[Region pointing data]
☆ ☆ ☆ ☆ ☆

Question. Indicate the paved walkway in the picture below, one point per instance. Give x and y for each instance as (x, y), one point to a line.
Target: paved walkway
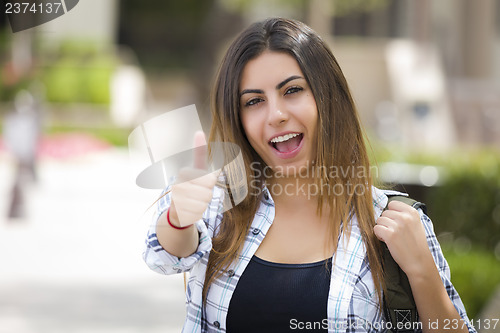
(73, 263)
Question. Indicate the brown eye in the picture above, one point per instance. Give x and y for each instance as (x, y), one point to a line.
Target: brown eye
(253, 101)
(292, 90)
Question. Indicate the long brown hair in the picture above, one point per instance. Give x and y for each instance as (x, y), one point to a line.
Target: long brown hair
(341, 143)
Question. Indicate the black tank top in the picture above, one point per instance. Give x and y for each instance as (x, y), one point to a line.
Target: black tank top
(275, 297)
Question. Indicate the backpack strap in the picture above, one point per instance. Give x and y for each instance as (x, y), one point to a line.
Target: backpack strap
(399, 306)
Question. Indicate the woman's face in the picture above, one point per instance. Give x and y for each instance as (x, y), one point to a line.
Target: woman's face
(278, 111)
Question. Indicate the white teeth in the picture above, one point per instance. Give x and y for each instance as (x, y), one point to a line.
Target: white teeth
(284, 137)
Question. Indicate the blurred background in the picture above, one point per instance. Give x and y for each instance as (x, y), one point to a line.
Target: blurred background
(425, 76)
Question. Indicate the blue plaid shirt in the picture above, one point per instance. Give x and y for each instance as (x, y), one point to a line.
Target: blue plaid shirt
(352, 301)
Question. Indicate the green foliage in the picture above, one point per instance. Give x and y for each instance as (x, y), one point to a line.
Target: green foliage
(79, 74)
(475, 274)
(465, 210)
(468, 204)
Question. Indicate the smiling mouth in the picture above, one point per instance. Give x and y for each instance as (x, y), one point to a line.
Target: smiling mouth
(287, 142)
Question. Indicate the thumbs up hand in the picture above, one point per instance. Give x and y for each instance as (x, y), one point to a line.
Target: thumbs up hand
(193, 189)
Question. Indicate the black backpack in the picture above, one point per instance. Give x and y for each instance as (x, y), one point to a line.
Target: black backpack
(399, 306)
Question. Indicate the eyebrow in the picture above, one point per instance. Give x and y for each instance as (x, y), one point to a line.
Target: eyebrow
(278, 86)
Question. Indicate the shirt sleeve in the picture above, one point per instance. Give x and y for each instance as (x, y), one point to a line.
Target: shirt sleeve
(444, 271)
(163, 262)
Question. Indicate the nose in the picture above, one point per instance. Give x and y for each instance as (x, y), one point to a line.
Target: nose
(277, 115)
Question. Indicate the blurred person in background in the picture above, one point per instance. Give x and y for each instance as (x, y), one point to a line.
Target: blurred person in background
(286, 256)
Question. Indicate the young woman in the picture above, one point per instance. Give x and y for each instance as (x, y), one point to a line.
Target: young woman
(302, 251)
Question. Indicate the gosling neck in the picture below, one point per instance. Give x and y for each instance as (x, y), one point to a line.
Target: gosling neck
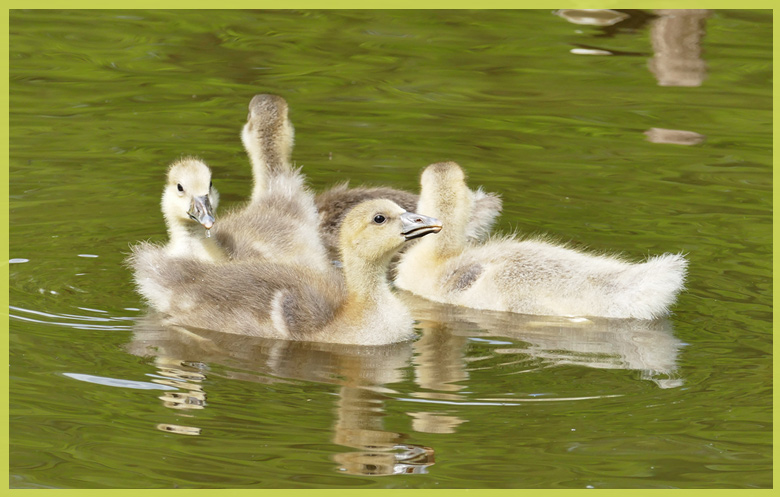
(189, 239)
(269, 152)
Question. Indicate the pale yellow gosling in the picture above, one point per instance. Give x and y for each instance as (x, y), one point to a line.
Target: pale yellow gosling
(526, 276)
(280, 221)
(188, 204)
(296, 301)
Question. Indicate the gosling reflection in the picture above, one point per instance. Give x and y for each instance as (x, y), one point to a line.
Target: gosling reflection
(359, 425)
(676, 36)
(648, 347)
(361, 371)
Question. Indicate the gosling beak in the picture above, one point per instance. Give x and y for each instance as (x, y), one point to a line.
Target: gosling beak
(416, 225)
(200, 211)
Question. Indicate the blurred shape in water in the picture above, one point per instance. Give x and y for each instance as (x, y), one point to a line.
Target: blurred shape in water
(592, 17)
(674, 136)
(676, 36)
(178, 429)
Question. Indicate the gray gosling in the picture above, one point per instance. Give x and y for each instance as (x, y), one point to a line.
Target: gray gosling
(296, 301)
(526, 276)
(333, 205)
(276, 222)
(268, 138)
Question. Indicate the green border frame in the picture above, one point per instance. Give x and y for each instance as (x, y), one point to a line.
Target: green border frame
(321, 4)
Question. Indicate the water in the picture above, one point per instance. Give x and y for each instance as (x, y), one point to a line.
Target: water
(532, 107)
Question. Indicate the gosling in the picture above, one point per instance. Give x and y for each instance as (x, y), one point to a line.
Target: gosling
(526, 276)
(354, 305)
(275, 224)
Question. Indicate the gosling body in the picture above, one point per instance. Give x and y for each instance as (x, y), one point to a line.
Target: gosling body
(295, 301)
(527, 276)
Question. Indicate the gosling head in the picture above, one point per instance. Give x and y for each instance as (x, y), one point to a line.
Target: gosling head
(189, 194)
(374, 230)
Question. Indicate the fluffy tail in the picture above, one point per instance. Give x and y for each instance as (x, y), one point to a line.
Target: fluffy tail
(654, 286)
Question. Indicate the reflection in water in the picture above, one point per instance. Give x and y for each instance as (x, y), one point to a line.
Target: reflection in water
(645, 346)
(676, 36)
(441, 370)
(362, 372)
(592, 17)
(674, 136)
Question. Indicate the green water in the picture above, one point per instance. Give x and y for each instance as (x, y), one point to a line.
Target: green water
(101, 396)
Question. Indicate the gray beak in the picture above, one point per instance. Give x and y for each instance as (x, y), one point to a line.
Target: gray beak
(417, 225)
(200, 211)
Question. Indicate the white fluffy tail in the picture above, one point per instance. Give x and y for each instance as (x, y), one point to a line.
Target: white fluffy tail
(654, 286)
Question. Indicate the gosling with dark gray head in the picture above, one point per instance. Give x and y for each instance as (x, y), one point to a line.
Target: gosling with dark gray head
(526, 276)
(296, 301)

☆ ☆ ☆ ☆ ☆

> How to complete this task: Each line of the data above containing the string "below" is to be copied.

> Problem solution:
Question. Indicate the paved walkway in the picture below, one point per instance. Give x and y for each instance as (x, y), one point to a line.
Question. Indicate the gosling neck in the picture below, one point per instance. Give x and y for each instance as (x, y), one point to a line.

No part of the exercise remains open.